--- begin Reading passage ---
Handling multicolumn and aggregated data using Drupal 7 fields

The following technique and many of the tools were developed/improved by ReviewDriven.

Problems

The field API in Drupal 7 combined with Views is very powerful combination. Yet there are certain data structures that are difficult or inefficient to work with using the two tools. One such structure is tables of data with multiple columns which can be stored using the fields API, but have a number of issues that arise.

Field data is loaded every time the entity is loaded which can be catastrophic with large datasets.
- For example, when editing a node with a large dataset attached each value has a corresponding field element generated which eats up memory and processing power quickly and can easily cause white screens.
- When viewing a node even if the fields are hidden the data is loaded and again is a tax on memory.
Relationship between columns is not exported to Views, since it has no way to know, which limits the way values may be displayed.
Aggregating columns in Views cannot be done across entities.
Views loads field data through the field API which is inefficient for large datasets, but ensures that display formatters and such are respected.

Solutions

Thankfully, there are a number of tools that can be utilized to solve each of these problems and in combination provide a very powerful way to handle tables of data and aggregation across entities.

Field suppress

From the Field suppress project page.

Suppress field data from being loaded during entity_load(). Since field data will not be loaded it will not be displayed nor editable through the interface. This can be handy if you are using an alternate means to display or edit data and/or if you have a large amount of data in fields which will cause the node edit (or similar) interface to use a huge amount of memory and take a very long time to build.

Field suppress solves the first problem, but data will then need to be edited directly through code and manually displayed (ex. Views).

Field group views

The next problem requires an interface/API for defining relationships between fields (or columns). Relationships can be defined using Field group views which is a plugin for Field group which provides both a UI and exportables for defining groups of fields. A display group can be defined and the plugin set to Views which will then export the proper relationships to Views and generate a stub view which can then be customized. The view will automatically replace the fields when displaying the entity. A requirement of Field group views is Views field which actually solves the last two problems.
--- end Reading passage ---
--- begin Data for this task ---
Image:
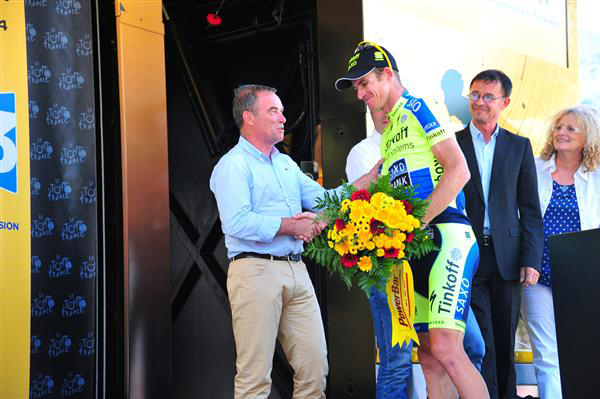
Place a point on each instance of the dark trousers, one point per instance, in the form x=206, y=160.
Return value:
x=496, y=303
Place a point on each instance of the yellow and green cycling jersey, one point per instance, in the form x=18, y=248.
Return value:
x=406, y=147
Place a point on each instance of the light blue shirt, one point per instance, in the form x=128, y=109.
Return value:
x=254, y=193
x=484, y=152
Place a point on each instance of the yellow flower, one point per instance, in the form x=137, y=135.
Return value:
x=365, y=263
x=350, y=229
x=379, y=240
x=415, y=222
x=383, y=215
x=357, y=211
x=398, y=235
x=396, y=243
x=369, y=211
x=394, y=220
x=345, y=204
x=376, y=199
x=364, y=236
x=342, y=248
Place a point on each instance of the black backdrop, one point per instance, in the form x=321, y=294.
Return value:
x=63, y=199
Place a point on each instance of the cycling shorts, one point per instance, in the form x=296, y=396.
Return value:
x=445, y=277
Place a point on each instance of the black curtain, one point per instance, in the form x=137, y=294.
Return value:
x=64, y=237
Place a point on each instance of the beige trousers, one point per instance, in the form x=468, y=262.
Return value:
x=269, y=300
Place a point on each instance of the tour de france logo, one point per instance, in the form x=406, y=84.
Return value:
x=8, y=143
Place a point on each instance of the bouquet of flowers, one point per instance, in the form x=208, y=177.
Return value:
x=371, y=236
x=369, y=232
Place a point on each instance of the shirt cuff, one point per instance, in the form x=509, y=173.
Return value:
x=269, y=228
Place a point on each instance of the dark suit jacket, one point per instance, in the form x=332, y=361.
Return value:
x=514, y=207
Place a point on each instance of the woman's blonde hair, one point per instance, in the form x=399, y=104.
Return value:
x=589, y=122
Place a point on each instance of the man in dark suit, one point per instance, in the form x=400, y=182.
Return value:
x=502, y=203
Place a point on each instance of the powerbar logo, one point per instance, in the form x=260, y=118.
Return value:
x=8, y=142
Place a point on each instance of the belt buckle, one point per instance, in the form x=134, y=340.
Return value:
x=487, y=241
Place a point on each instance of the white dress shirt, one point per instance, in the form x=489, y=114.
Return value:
x=363, y=156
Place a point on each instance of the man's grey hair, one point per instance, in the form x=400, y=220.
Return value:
x=244, y=99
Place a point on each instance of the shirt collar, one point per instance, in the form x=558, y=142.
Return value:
x=399, y=104
x=477, y=135
x=246, y=145
x=376, y=136
x=551, y=164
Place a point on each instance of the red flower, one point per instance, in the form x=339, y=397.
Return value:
x=391, y=253
x=340, y=224
x=407, y=206
x=360, y=194
x=377, y=227
x=349, y=260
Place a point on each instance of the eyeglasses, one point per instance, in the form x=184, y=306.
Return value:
x=487, y=98
x=570, y=129
x=366, y=45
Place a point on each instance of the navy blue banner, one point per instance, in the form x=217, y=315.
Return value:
x=63, y=198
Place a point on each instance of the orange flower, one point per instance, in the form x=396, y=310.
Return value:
x=365, y=263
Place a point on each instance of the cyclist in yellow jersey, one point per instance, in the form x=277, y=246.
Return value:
x=419, y=152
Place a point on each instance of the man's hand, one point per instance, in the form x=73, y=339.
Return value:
x=529, y=276
x=370, y=177
x=317, y=227
x=301, y=226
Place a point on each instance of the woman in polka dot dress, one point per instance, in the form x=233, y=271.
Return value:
x=569, y=188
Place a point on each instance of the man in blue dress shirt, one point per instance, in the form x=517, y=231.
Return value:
x=260, y=194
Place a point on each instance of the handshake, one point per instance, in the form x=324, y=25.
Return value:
x=307, y=227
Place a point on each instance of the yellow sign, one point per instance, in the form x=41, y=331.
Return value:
x=401, y=300
x=15, y=236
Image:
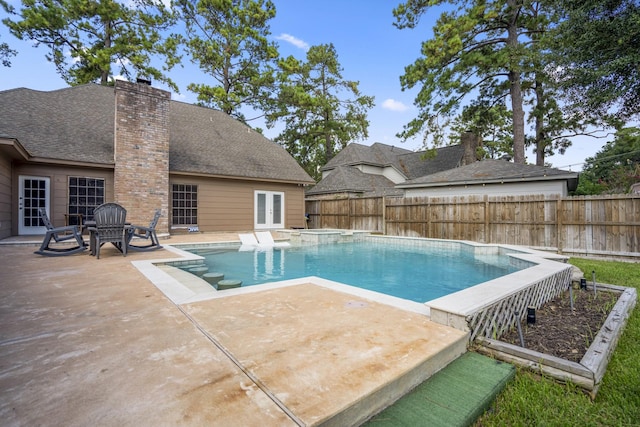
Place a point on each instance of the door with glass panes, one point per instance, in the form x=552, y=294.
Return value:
x=269, y=209
x=33, y=194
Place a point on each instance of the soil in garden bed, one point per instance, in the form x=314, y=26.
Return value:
x=564, y=333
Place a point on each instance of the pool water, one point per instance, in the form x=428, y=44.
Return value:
x=416, y=274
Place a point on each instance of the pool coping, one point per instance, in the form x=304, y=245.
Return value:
x=467, y=310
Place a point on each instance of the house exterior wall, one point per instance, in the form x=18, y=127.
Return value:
x=6, y=201
x=228, y=205
x=546, y=188
x=59, y=190
x=141, y=176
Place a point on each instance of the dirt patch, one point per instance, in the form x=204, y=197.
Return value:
x=562, y=332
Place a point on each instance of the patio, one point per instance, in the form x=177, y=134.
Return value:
x=87, y=341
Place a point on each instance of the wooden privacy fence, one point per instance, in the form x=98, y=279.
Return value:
x=589, y=225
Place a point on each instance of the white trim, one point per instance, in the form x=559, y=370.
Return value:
x=29, y=230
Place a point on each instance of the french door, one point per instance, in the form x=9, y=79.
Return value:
x=33, y=194
x=269, y=209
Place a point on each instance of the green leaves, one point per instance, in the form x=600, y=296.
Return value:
x=89, y=38
x=596, y=50
x=614, y=168
x=228, y=40
x=321, y=111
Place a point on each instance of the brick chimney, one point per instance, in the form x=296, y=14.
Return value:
x=141, y=175
x=471, y=142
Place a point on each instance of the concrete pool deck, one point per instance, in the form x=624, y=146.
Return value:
x=94, y=342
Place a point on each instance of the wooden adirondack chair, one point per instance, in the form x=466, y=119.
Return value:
x=59, y=234
x=146, y=233
x=110, y=228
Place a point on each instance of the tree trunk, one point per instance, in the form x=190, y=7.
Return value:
x=541, y=143
x=516, y=85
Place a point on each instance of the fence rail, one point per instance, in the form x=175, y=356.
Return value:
x=589, y=225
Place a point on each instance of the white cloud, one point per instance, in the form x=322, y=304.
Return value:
x=293, y=40
x=393, y=105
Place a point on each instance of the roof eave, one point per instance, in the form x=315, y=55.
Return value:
x=491, y=181
x=243, y=178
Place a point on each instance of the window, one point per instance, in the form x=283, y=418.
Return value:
x=185, y=204
x=85, y=194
--- end Data for this task ---
- **Required actions**:
• a. Format the entries from the line with "Place a point on each instance of the black curtain, one" to the line with "x=269, y=300" as a Markdown table with the columns Nr and Line, one row per line, skipping blank lines.
• b. Resume the article on handling multicolumn data with Drupal 7 fields from the point where it stops.
The text and the entries come from two unrelated sources.

- **Per-task answers**:
• a.
| Nr | Line |
|---|---|
| 1 | Place a point on each instance of the black curtain, one point per instance, in the form x=137, y=294. |
| 2 | Return value: |
| 3 | x=64, y=237 |
| 4 | Place a point on each instance of the beige trousers, one point per instance, in the form x=468, y=262. |
| 5 | Return value: |
| 6 | x=269, y=300 |

• b.
Views field

Views field exposes the field tables and revision field tables to Views as base tables. Using the field base tables means that field data can be loaded directly instead of going through the field API. Loading data directly is much more efficient (especially for large datasets) and allows for aggregation across multiple entities, but losses the formatting capabilities of the fields API (could possibly add support for formatting to Views field). Formatting can also be added to the exposed field base table through hook_views_data_alter() in the following manor.

/**
 * Implements hook_views_data_alter().
 */
function conduit_views_data_alter(&$data) {
  // May not always be '_value' depending on field type.
  $data['field_data_MY_FIELD']['MY_FIELD_value']['field']['handler'] = 'views_handler_HANDLER';
}

Please note, there are two bugs that cause annoyances due to changes in the Views API, but do no prevent Views field from working. Feel free to submit patches.

Example

I have utilized these tools in combination on a number of projects with quite satisfying results, but I will attempt to provide a few generic examples to provide a clearer picture of how these tools can be used.

Tallying summary results

If you have a collection of entities and you want to be able to group the overall field data and perform SQL operations like COUNT() or SUM() Views field makes it easy. The core poll module could be rewritten using this technique so we will use poll as an example (could be done many ways).

Say you have a node type for “Foo” poll entries that looks something like the following.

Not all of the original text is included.